++++ PAGE EXTRACT ++++

# couldnt resist showing off



## leecb0 (Apr 14, 2009)

apart from those on facebook can anybody identfy this


----------



## paulds (Mar 17, 2009)

Atheris Nitschei or Great Lakes???

Great looking creature btw


----------



## manganr (Apr 11, 2010)

Looks like a Wagler's Pit Viper to me.........
Beautiful snake anyway!
Yours?


----------



## wildlifewarrior (Jun 26, 2008)

oooooooooo i no i no:2thumb:


----------



## leecb0 (Apr 14, 2009)

WW sssshhhhhhhs


----------



## jasper1 (Apr 15, 2007)

wildlifewarrior said:


> oooooooooo i no i no:2thumb:


Red tailed racer. Hahahhaha, sorry, in joke, you had to be there to appreciate.


----------



## leecb0 (Apr 14, 2009)

i take it you were one of the guys who showed up while we were waffaling on


----------



## jasper1 (Apr 15, 2007)

I was there first thing in the morning, but yeah basically, he told me the story.


----------



## leecb0 (Apr 14, 2009)

paulds said:


> Atheris Nitschei or Great Lakes???
> 
> Great looking creature btw


wrong Genus and continent



manganr said:


> Looks like a Wagler's Pit Viper to me.........
> Beautiful snake anyway!
> Yours?


 not a waglers


----------



## paulds (Mar 17, 2009)

Last shot..... Bush viper????


----------



## leecb0 (Apr 14, 2009)

ill give you a clue the only other one in the uk as far as we know is at Bangor Uni.


----------



## leecb0 (Apr 14, 2009)

paulds said:


> Last shot..... Bush viper????


think asian


----------



## weelad (Jul 25, 2006)

asian pit viper?


----------



## Owzy (Jan 19, 2009)

Parias Hageni


----------



## wildlifewarrior (Jun 26, 2008)

leecb0 said:


> think asian


that was the slogan at my old high school to help stop racism in PE


----------



## Mik3F (Feb 6, 2010)

Pope's Pit Viper?


----------



## bloodpython22 (Feb 19, 2010)

parias hagani looks like


----------



## Eyelashviper (Dec 20, 2009)

Gumprechts pit viper


----------



## southwest vipers (Jun 29, 2008)

parias sumatranus


----------



## mattykyuss (Oct 12, 2009)

*re*

i have a feeling southwest viper is correct ?


----------



## Bonethrasher (Oct 23, 2009)

Bothriechis?


----------



## xxstaggyxx (Oct 22, 2008)

I know what it is


----------



## Eyelashviper (Dec 20, 2009)

xxstaggyxx said:


> I know what it is



Has the correct answer been posted?


----------



## xxstaggyxx (Oct 22, 2008)

Eyelashviper said:


> Has the correct answer been posted?


some have been very close


----------



## pythondave82 (Nov 14, 2007)

++++ GIVEN DATA ++++

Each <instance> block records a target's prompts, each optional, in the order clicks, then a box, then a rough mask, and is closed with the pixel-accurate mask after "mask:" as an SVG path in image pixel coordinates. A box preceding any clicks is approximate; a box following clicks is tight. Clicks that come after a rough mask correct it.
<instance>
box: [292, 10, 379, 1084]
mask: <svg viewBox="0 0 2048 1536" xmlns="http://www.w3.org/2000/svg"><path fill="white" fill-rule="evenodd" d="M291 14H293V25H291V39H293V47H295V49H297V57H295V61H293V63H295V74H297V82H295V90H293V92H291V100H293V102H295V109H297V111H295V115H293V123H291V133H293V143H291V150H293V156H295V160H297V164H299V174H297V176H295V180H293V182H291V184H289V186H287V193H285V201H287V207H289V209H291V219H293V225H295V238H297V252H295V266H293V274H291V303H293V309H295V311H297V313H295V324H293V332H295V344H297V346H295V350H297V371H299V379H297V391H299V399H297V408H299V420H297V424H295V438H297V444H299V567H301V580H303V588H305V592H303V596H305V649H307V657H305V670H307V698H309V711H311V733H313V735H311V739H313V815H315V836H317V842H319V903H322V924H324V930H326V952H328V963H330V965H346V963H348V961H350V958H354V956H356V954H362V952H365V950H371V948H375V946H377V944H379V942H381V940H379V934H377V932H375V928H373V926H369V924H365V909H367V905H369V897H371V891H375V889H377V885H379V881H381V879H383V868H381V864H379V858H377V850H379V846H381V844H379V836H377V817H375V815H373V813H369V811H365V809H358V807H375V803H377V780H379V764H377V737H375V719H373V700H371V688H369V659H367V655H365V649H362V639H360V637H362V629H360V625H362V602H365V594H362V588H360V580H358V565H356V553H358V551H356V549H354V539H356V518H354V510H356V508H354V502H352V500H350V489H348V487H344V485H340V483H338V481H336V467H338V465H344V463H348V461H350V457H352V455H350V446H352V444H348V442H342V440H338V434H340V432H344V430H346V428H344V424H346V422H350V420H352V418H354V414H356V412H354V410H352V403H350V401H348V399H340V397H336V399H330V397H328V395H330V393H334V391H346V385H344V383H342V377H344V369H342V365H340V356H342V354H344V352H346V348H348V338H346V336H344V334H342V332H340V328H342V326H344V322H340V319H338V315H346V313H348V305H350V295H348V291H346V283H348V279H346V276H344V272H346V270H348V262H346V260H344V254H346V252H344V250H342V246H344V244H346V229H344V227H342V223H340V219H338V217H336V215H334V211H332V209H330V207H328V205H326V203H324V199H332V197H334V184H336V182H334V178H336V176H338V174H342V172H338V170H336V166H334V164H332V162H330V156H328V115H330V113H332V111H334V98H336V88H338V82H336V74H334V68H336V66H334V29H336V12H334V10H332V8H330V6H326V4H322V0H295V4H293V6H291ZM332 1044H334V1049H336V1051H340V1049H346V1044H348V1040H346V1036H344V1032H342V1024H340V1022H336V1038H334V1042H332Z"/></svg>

++++

● **TASKS**
(a) In the snake identification thread, list every distinct guess at the snake's identity whose name includes the words "pit viper".
(b) Reproduce the stretch of the snake identification thread from "i take it you" through "me the story.".
(c) Proceed with the snake identification thread from the point where it stops.

● **WRITTEN RESPONSES**
(a)
Wagler's Pit Viper
asian pit viper
Pope's Pit Viper
Gumprechts pit viper

(b)
i take it you were one of the guys who showed up while we were waffaling on


----------



## jasper1 (Apr 15, 2007)

I was there first thing in the morning, but yeah basically, he told me the story.

(c)
100% Hagens viper _(Parias hageni) - _Note to you guys who said _Atheris, _there are too many holes around the nose, if you know what I mean..... they lack pits!

Cheers,

Dave


----------



## leecb0 (Apr 14, 2009)

you cheat Dave.
Yes it is Prias hagani. but not just any Hagans bamboo viper......oohhh no its MY P hagani...:lol2:...cheers Christian:no1:


----------



## paulds (Mar 17, 2009)

leecb0 said:


> you cheat Dave.
> Yes it is Prias hagani. but not just any Hagans bamboo viper......oohhh no its MY P hagani...:lol2:...cheers Christian:no1:


Ooooh I was miles off.

It's a little smasher though:2thumb:


----------



## xxstaggyxx (Oct 22, 2008)

leecb0 said:


> you cheat Dave.
> Yes it is Prias hagani. but not just any Hagans bamboo viper......oohhh no its MY P hagani...:lol2:...cheers Christian:no1:


 
Wheres my thank you im the one who imported it


----------



## Owzy (Jan 19, 2009)

Knew I had it right... might have seen a picture of two of them posted on another forum a while ago though :whistling2:

It's awesome Lee all the best with it


----------



## edgar1981 (Nov 6, 2007)

that's a green snake. i win!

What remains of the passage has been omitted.